**RECORDS PROVIDED:**
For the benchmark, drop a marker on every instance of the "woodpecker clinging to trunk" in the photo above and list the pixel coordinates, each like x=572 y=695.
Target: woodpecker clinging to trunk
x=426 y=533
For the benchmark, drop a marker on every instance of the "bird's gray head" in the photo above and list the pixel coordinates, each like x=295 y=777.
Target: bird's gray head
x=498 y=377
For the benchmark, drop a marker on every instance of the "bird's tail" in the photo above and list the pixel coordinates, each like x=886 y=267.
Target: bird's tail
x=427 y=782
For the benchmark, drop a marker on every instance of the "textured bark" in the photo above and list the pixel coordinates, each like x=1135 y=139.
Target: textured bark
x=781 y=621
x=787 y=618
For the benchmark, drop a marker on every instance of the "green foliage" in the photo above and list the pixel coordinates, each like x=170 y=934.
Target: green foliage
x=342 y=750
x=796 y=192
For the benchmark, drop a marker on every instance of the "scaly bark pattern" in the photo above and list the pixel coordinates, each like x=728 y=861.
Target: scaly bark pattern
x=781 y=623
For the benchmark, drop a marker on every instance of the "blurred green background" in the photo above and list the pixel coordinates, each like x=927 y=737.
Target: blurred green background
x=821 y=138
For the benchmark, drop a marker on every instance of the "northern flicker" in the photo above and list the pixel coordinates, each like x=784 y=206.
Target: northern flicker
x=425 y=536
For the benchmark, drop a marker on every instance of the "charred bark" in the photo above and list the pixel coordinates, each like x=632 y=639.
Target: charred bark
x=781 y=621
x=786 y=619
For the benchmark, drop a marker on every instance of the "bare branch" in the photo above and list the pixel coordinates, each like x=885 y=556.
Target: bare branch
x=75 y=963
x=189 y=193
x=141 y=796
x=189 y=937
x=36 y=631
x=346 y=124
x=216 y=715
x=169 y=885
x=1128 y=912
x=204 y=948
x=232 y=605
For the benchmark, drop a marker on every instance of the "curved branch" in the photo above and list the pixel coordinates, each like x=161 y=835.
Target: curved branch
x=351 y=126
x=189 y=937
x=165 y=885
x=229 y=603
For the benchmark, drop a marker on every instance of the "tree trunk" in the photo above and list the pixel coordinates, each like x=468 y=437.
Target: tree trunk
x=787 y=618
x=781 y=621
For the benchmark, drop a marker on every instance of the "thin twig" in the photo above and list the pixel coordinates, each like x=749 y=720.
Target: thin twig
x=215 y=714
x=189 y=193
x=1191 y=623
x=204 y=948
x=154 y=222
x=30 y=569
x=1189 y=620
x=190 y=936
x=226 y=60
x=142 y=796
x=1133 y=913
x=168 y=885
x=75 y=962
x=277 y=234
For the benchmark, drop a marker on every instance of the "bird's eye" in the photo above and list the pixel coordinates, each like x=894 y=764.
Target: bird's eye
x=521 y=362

---

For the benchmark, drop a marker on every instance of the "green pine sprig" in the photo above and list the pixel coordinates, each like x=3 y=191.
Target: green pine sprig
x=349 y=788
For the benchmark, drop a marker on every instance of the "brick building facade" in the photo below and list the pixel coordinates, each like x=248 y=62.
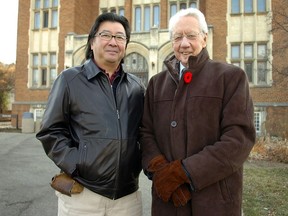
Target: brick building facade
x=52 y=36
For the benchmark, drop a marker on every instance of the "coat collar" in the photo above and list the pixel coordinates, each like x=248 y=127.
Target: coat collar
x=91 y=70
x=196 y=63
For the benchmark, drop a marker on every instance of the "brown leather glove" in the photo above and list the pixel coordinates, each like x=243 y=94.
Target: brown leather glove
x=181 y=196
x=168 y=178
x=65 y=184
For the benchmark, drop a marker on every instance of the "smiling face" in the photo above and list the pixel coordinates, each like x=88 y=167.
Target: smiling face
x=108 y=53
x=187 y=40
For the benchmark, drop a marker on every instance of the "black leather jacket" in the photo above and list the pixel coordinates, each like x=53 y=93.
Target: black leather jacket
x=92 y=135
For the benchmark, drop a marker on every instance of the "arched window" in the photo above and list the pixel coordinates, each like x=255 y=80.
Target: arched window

**STATED GOAL:** Put the lines of the items above into a Markdown table with the columns Row and Line, numbering each row and skipping blank lines. Begin at the line that has "like x=248 y=127.", and stop after the line that has "Target: arched window".

**RESPONSE TO THIS TASK:**
| Row | Line |
|---|---|
| 1 | For the benchmark, drop a marker on every instance of the "coat collar" in the photo above and list the pixel coordinates, each like x=248 y=127. |
| 2 | Target: coat collar |
| 3 | x=91 y=70 |
| 4 | x=196 y=63 |
| 5 | For the benchmark, drop a marker on every instance of the "brown leather glove" in the photo above and list the pixel coordinates, each like x=243 y=94. |
| 6 | Target: brown leather glove |
| 7 | x=181 y=196 |
| 8 | x=168 y=178 |
| 9 | x=65 y=184 |
| 10 | For the benchmark, drop a marker on every instance of the "smiling face" in the photo above and list the pixel coordinates, each like x=88 y=167. |
| 11 | Target: smiling face |
| 12 | x=108 y=53 |
| 13 | x=187 y=40 |
| 14 | For the benchmark, drop a marker on every instance of the "black leather jacket" in the photo above and list the pixel coordinates, each like x=53 y=93. |
| 15 | Target: black leather jacket |
| 16 | x=92 y=135 |
| 17 | For the benchmark, drop a marker on every instance of the "arched window" in the photo above and list the pixel coordinates, each like x=255 y=80. |
| 18 | Target: arched window |